───── Kutipan ─────
Hukum Menyerahkan Zakat Fitrah Satu Keluarga Langsung Kepada Satu Orang Mustahik, Boleh Atau Tidak?

Mengeluarkan zakat (Fitrah) di Bulan Ramadhan merupakan salah satu rukun Islam yang hukumnya wajib dikeluarkan oleh setiap muslim.

Muhammad Taufiq
Rabu, 27 April 2022 | 11:05 WIB
Hukum Menyerahkan Zakat Fitrah Satu Keluarga Langsung Kepada Satu Orang Mustahik, Boleh Atau Tidak?
Ilustrasi zakat fitrah anak - Zakat Fitrah Anak yang Orang Tuanya Bercerai. (Freepik)

SuaraJatim.id - Mengeluarkan zakat (Fitrah) di Bulan Ramadhan merupakan salah satu rukun Islam yang hukumnya wajib dikeluarkan oleh setiap muslim.

Zakat ini wajib dikeluarkan kepada semua yang mampu, baik budak ataupun merdeka, laki-laki ataupun perempuan, bayi ataupun dewasa, ia wajib menunaikannya.

Untuk anak yang belum akil baligh, kepala keluarga wajib menanggung zakat fitrah orang-orang yang wajib ia nafkahi. Menurut mazhab Syafi’i, zakat fitrah dikeluarkan sebanyak satu sha’ makanan pokok daerah orang yang berzakat—di Indonesia umumnya menggunakan beras.

Dikutip dari Nuonline, ada beberapa pendapat tentang ukuran satu sha’. Versi kitab al-Taqrirat al-Sadidah (Pasuruan: Darul Ulum al-Islamiyyah, h. 419-420), satu Sha setara 2,75 kg, versi lain dalam kitab serupa dari sebagian ulama setara dengan 3 kg.

Baca Juga:Berapa Besaran Zakat Fitrah 2022 Wilayah DKI Jakarta? Ini Penjelasan Baznas

Versi kitab Mukhtashar Tasyyid al-Bunyan (Yaman: al-Ma’ruf Huraidloh, h. 205) 2,5 kg. Ada juga versi Syekh Ali Jumah dalam kitab al-Makayil (Kairo: al-Quds, h. 37) mengatakan 2,04 Kg. Di antara beberapa pendapat tersebut masyarakat boleh memilih salah satunya.

Banyak cara dilakukan masyarakat dalam menenuaikan zakat fitrahnya. Sebagian menyerahkannya kepada petugas pengumpulan zakat setempat, ada juga yang mengeluarkannya sendiri.

Dalam memberikan jatah zakat per jiwa juga berbeda-beda. Sebagian membagi zakat fitrah setiap jiwa kepada orang yang berbeda, semisal zakat anaknya diberikan kepada si A, zakat fitrah istrinya diberikan kepada si B dan seterusnya.

Yang cukup menarik adalah pemberian zakat fitrah sekeluarga kepada satu orang mustahiq (orang yang berhak menerima zakat) saja—jatah zakat tidak diberikan kepada orang lain. Pertanyaannya kemudian, bolehkah zakat fitrah sekeluarga diberikan kepada satu orang?

Menurut pendapat yang kuat dalam mazhab Syafi’i, zakat, termasuk zakat fitrah untuk setiap jiwa harus diberikan secara merata kepada seluruh golongan mustahiq zakat di daerah setempat.
───── Daftar masukan ─────
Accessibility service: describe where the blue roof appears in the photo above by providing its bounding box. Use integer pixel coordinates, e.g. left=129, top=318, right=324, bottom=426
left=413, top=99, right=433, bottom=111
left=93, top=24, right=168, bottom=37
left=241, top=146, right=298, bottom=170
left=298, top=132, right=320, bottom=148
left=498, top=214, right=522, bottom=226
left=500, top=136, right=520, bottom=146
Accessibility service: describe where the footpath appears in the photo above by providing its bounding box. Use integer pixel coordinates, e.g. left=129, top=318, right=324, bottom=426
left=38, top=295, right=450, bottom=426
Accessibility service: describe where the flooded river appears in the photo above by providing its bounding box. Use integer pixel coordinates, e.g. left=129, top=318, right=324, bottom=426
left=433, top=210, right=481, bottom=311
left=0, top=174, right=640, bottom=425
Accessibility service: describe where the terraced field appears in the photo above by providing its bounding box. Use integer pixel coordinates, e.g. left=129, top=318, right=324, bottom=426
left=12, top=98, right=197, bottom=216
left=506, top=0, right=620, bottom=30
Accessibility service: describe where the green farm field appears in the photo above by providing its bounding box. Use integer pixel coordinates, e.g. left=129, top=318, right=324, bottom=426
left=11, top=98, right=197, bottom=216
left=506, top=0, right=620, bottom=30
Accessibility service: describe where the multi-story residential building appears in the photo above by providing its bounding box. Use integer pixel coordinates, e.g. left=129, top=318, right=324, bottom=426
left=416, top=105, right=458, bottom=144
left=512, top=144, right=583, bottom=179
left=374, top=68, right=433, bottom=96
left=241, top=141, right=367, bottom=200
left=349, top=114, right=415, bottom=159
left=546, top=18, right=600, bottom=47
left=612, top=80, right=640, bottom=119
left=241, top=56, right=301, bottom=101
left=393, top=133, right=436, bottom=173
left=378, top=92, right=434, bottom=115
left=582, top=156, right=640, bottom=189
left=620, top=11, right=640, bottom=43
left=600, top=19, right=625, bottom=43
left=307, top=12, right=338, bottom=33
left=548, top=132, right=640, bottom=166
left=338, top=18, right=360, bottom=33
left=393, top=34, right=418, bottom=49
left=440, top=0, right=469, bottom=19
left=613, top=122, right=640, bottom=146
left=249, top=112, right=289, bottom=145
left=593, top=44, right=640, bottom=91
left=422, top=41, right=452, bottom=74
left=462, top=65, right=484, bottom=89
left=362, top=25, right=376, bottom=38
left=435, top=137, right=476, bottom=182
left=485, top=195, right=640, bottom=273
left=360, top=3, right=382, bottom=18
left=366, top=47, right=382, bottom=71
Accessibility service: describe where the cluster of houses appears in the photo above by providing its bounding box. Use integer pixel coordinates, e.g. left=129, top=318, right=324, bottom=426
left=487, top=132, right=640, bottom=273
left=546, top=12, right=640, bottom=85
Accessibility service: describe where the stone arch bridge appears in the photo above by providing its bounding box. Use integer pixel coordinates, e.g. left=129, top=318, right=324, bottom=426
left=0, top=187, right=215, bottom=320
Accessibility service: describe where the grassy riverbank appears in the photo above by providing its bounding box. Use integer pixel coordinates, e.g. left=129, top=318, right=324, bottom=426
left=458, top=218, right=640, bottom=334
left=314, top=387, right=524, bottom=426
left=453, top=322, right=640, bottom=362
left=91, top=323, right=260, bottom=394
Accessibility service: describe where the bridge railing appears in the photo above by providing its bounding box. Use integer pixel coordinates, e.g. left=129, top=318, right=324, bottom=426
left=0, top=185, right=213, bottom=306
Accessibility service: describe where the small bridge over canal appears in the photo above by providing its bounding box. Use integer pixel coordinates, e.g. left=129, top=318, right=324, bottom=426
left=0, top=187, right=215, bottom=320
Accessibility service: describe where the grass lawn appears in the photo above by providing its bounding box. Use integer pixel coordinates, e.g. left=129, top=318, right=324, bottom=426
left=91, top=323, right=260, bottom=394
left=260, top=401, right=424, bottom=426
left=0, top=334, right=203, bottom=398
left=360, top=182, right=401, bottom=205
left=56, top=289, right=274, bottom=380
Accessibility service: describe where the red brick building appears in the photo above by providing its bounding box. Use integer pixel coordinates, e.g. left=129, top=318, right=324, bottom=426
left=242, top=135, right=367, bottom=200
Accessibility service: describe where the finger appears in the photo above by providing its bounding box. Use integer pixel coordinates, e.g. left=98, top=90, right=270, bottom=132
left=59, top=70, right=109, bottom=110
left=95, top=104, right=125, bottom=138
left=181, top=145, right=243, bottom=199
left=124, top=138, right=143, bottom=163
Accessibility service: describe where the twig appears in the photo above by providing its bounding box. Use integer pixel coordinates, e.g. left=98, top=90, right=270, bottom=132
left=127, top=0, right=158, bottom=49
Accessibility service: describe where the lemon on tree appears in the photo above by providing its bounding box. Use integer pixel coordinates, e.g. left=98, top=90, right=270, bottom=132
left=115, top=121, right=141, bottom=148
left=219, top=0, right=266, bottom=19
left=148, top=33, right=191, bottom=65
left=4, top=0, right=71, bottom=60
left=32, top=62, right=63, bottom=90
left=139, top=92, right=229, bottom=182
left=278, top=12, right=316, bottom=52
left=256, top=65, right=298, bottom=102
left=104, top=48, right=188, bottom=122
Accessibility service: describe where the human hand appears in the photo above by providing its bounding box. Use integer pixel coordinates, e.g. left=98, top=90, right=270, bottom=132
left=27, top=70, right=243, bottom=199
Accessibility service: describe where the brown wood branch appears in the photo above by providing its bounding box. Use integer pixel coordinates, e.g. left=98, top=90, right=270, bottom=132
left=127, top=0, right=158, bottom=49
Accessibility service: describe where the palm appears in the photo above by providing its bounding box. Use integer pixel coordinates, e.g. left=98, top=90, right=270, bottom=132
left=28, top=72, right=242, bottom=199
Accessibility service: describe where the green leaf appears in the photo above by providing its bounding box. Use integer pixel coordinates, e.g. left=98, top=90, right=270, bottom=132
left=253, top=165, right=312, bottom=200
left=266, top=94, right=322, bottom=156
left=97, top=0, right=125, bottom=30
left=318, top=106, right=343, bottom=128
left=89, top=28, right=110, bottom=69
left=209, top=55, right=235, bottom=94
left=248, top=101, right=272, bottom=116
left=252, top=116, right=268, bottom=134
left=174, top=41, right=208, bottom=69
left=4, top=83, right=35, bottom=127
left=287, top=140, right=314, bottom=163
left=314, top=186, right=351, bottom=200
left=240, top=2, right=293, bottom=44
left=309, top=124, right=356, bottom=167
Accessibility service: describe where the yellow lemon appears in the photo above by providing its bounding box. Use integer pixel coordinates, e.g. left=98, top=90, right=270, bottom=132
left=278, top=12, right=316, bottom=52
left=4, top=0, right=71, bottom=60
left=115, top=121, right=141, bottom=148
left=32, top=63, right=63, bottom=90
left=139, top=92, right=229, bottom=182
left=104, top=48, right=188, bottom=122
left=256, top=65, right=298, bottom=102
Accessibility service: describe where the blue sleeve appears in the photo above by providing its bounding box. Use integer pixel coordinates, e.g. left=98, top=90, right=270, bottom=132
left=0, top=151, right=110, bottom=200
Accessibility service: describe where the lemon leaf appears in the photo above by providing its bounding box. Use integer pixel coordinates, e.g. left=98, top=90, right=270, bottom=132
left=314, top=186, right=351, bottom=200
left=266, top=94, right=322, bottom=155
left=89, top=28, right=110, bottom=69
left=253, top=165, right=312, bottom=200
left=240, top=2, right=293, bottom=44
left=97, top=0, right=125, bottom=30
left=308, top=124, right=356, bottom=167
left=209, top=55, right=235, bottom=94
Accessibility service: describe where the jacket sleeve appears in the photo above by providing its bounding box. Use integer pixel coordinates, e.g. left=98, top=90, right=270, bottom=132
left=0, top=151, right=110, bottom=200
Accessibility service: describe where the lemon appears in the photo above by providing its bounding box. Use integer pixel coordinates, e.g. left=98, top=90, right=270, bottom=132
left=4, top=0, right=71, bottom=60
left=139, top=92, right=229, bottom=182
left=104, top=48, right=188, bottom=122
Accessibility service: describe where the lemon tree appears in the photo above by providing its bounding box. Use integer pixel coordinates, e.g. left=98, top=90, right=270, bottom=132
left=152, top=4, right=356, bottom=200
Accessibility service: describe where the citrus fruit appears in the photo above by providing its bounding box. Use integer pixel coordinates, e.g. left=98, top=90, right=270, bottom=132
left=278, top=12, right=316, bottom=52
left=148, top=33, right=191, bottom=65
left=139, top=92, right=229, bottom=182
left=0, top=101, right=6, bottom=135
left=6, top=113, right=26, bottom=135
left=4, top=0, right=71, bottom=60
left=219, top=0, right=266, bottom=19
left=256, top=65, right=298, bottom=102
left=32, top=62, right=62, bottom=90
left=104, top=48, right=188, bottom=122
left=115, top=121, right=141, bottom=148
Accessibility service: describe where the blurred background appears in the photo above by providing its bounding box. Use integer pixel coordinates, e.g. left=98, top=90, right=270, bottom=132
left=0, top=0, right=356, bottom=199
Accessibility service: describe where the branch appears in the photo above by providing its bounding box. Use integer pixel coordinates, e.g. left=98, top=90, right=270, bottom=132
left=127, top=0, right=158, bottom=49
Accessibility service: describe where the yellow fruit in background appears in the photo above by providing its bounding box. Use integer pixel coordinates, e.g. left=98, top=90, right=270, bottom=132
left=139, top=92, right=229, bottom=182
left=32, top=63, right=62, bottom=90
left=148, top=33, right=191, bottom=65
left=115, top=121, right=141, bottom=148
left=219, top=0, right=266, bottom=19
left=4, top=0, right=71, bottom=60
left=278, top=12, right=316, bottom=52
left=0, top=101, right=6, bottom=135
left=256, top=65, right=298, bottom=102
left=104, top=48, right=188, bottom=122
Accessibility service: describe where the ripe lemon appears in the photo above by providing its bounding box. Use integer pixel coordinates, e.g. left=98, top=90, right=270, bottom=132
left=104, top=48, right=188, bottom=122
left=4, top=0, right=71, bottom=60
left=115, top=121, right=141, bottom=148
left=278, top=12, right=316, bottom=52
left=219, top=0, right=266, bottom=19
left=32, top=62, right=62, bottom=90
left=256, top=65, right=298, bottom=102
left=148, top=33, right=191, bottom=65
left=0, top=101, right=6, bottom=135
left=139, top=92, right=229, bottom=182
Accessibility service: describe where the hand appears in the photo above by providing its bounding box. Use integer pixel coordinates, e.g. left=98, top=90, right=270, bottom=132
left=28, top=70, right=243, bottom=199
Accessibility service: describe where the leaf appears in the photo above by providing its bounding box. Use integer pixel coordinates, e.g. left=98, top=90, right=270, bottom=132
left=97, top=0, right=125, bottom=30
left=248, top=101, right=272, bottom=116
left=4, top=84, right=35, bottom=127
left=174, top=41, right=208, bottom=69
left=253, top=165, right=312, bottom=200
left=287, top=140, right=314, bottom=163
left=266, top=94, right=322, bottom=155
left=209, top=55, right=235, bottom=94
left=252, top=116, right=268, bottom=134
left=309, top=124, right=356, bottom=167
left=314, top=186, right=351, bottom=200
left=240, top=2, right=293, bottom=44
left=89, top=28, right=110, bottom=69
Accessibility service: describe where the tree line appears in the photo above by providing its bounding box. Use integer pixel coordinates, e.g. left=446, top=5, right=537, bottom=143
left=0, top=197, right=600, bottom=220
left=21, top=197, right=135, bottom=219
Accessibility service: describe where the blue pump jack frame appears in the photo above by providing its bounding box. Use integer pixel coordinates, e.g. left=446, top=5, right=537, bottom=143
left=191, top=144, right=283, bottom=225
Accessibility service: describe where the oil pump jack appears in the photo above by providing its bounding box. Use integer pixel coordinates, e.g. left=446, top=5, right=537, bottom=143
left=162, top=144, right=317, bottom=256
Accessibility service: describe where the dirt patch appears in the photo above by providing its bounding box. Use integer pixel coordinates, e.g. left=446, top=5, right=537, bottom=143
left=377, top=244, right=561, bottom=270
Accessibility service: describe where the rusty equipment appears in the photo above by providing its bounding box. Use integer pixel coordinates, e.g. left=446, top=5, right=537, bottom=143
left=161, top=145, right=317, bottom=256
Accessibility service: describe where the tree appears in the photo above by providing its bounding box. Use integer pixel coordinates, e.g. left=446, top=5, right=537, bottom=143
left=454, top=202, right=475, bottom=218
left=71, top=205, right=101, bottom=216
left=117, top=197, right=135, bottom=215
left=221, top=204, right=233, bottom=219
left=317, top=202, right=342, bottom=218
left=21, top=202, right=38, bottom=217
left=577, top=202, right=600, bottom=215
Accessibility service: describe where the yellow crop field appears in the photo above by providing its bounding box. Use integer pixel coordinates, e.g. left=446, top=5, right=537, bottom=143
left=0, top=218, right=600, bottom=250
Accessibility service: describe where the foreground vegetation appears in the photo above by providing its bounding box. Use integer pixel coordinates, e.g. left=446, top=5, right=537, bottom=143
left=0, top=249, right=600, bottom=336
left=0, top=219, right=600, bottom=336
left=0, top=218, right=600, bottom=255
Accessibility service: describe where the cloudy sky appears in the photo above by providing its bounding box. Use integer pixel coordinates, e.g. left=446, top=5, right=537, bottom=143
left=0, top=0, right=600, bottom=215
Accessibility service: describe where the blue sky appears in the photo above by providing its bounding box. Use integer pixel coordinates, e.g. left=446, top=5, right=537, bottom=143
─────
> **Kerjakan berikut ini**:
1. Menurut artikel zakat fitrah, berapa berat satu sha’ dalam versi kitab Mukhtashar Tasyyid al-Bunyan?
2. Ubah baris-baris daftar, dari baris pertama daftar hingga baris yang memuat "left=38, top=295, right=450, bottom=426" (kedua ujungnya ikut), menjadi larik JSON berisi string dengan satu string untuk tiap baris, tanpa baris kosong.

> **Jawaban akhir**:
1. 2,5 kg.

2.
[
  "Accessibility service: describe where the blue roof appears in the photo above by providing its bounding box. Use integer pixel coordinates, e.g. left=129, top=318, right=324, bottom=426",
  "left=413, top=99, right=433, bottom=111",
  "left=93, top=24, right=168, bottom=37",
  "left=241, top=146, right=298, bottom=170",
  "left=298, top=132, right=320, bottom=148",
  "left=498, top=214, right=522, bottom=226",
  "left=500, top=136, right=520, bottom=146",
  "Accessibility service: describe where the footpath appears in the photo above by providing its bounding box. Use integer pixel coordinates, e.g. left=129, top=318, right=324, bottom=426",
  "left=38, top=295, right=450, bottom=426"
]